:: Text block ::
- Opening Delimiter -

Friday, October 10, 2008

The History of Fiber Optics

Fiber optics is a form of technology that employs the use of glass or plastic fibers put inside of a cable to send out data. From there light waves are used to transfer the aforementioned data. Now that we’ve given you a simple definition of fiber optics let’s waste no time in delving into the history of this amazing technology. The building blocks of what’s now fiber optics was laid down in the mid-19th century.

The 1840’s witnessed famed physicists Jacques Babinet and Jean-Daniel Colladon provide demonstrations on how the travel of light could be manipulated in Paris, France. This enabled the dental field started to create a process called close internal illumination in the early 1900s to better facilitate dental procedures on their patients. Heinrich Lamm a medical student also found a way to use the process in the study of medicine.

- Closing Delimiter -

:: Tasks ::
**A)** In the fiber optics history, change "physicists" to "scientists" and give the passage from "The 1840’s witnessed" up to and including "study of medicine.".
**B)** Who used the process in the study of medicine, according to the fiber optics history?
**C)** Rewrite the fiber optics history paragraph beginning "The 1840’s witnessed" as a short list that keeps its main facts.
Work only from the fiber optics history.

:: Material provided ::
- Opening Delimiter -

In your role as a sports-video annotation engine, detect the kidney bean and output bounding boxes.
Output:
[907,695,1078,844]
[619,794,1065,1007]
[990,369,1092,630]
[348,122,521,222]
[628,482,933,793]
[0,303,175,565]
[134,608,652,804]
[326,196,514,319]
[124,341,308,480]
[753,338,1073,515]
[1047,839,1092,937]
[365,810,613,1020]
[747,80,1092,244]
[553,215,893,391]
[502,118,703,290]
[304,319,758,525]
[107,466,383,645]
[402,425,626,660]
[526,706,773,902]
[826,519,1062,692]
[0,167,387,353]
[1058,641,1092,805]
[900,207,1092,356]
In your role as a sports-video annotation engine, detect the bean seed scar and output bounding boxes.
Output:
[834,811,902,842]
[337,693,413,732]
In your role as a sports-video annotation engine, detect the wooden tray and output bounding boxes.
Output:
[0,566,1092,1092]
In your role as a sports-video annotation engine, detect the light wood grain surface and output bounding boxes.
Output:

- Closing Delimiter -

:: Outputs in order ::
**A)**
The 1840’s witnessed famed scientists Jacques Babinet and Jean-Daniel Colladon provide demonstrations on how the travel of light could be manipulated in Paris, France. This enabled the dental field started to create a process called close internal illumination in the early 1900s to better facilitate dental procedures on their patients. Heinrich Lamm a medical student also found a way to use the process in the study of medicine.

**B)** Heinrich Lamm, a medical student.

**C)**
- In the 1840s in Paris, France, physicists Jacques Babinet and Jean-Daniel Colladon demonstrated how the travel of light could be manipulated.
- In the early 1900s, the dental field created a process called close internal illumination to facilitate dental procedures on patients.
- Heinrich Lamm, a medical student, found a way to use the process in the study of medicine.